SOURCE TEXT:
# Lights on your Bobcat



## sqkcrk (Dec 10, 2005)

How many of you guys have special lights, or modified lights, on your skidsteer loader for working in the dark. Are there really lights which bees don't come at you like they do w/ white light? I put red gel over my Bobcat lights, but still get bees coming at me. Maybe not as bad as if they were still white. Would orange be better? A friend had some lights mounted low on the face of his machine, behind the headboard, so the edge of the truck would be illuminated. Anybody else do something like that? What about on top of the cab?

I don't like working in the dark, but sometimes one can help doing so. How do you handle the dark?


----------



## jim lyon (Feb 19, 2006)

We use amber. They still fly at them some but not too bad. I read a study someone did once that said amber was a bit more difficult for bees to see than red. It also helps a lot not to wear white clothing at night.


----------



## sqkcrk (Dec 10, 2005)

I'm thinking that since bees can't see red, maybe the white light behind the gel still shines through. I don't know.


----------



## dbest (Aug 9, 2005)

I use Red LED Tail lights in the 4" rubber tractor housings. You can wire the tail and brake lights to different switches so you have brights and dims. I think I have around 10 or 11 mounted on the mast. I have one all the way at the bottom so I can see my forks when they're down.


----------



## BeeTech (Mar 19, 2012)

Maybe if you used a LED based light where only red light is produced rather than a white light filtered down to red. Perhaps a one of those red LED stoplights (maybe with a difuser to spread the beam). You could also try an LED amber from a stoplight also.


----------



## AstroZomBEE (Aug 1, 2006)

REQUIREMENT A:
Answer these questions using the skidsteer lighting thread:
(i) What color of gel did sqkcrk put over the Bobcat lights?
(ii) What light color does jim lyon's crew use?
(iii) About how many red LED tail lights does dbest have mounted on the mast?
REQUIREMENT B:
Write the next part of the skidsteer lighting thread, picking up right after its last line.
This material is drawn from a separate, unrelated source.

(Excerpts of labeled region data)
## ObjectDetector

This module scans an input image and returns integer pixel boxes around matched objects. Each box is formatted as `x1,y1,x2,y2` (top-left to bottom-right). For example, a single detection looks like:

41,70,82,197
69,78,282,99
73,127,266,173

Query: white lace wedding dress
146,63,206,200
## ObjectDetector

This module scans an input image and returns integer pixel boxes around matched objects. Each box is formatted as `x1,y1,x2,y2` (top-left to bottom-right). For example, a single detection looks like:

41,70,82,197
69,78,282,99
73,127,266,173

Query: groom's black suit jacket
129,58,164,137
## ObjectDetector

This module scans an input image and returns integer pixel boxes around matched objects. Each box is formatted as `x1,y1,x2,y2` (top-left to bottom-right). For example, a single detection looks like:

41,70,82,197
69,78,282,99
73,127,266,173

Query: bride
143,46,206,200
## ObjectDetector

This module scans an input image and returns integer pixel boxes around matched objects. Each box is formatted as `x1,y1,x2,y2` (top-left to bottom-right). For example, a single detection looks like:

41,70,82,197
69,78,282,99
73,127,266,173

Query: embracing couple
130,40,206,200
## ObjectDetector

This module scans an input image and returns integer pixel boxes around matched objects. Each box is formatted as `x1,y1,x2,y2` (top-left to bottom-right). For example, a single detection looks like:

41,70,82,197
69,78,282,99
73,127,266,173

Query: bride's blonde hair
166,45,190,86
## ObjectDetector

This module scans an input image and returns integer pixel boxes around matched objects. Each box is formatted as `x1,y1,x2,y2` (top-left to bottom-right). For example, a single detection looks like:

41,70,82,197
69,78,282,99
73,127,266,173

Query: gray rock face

RIGHT ANSWER A:
(i) Red.
(ii) Amber.
(iii) Around 10 or 11.

RIGHT ANSWER B:
We use amber, but we wire it into the left trigger control on our bobcats. that way the lights are normally off and only turn them on for a second or two to see when you are picking up or setting a pallet down, and just normally run around by moonlight.


----------



## BMAC (Jun 23, 2009)

dbest said:


> I have one all the way at the bottom so I can see my forks when they're down.


I have been considering placing lights on the lower part of my forks for my skidsteer just for the purpose of seeing fork tips at night time. I usually have another person spotting me when loading/unloading semis but my spotter can never get it right about my fork tips. Its good to see someone has actually done and apparently likes what I was thinking about doing. Maybe a nice little project today as I wait for customers to come buy NUCs.


----------



## tommyt (Aug 7, 2010)

Has anyone tried those light sticks the type you shake and break


----------



## Skinner Apiaries (Sep 1, 2009)

Ive got some regular off road lights mounted low on my bobcat so I can see the forks when Im loading and unloading, started burning fuses out after a year, and have just left them disconnected.


----------



## dbest (Aug 9, 2005)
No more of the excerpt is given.